### Source material

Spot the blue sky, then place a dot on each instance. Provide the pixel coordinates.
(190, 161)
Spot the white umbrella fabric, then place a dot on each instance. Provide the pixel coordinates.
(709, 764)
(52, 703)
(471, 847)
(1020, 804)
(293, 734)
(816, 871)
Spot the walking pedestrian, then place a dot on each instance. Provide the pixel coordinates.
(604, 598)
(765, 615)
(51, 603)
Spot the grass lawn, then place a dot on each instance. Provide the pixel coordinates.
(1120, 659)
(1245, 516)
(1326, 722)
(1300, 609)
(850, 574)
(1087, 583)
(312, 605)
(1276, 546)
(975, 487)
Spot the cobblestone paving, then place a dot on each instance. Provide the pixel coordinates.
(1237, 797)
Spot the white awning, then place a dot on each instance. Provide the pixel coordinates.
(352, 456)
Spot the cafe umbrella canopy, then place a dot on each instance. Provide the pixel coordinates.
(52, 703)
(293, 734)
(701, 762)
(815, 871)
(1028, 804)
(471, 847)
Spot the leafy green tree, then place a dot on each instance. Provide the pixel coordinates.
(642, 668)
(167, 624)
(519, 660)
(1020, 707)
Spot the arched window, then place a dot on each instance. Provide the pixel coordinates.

######

> _Work order_
Your answer must be the lines from the one holding "Spot the leafy" to the end of the listing above, exactly as written and nothing else.

> _Answer box_
Spot the leafy green tree, then place a dot on each instance. Provide the pixel coordinates.
(642, 668)
(167, 624)
(519, 660)
(1020, 707)
Spot the arched window, then place a dot on each instance. Provide the pixel coordinates.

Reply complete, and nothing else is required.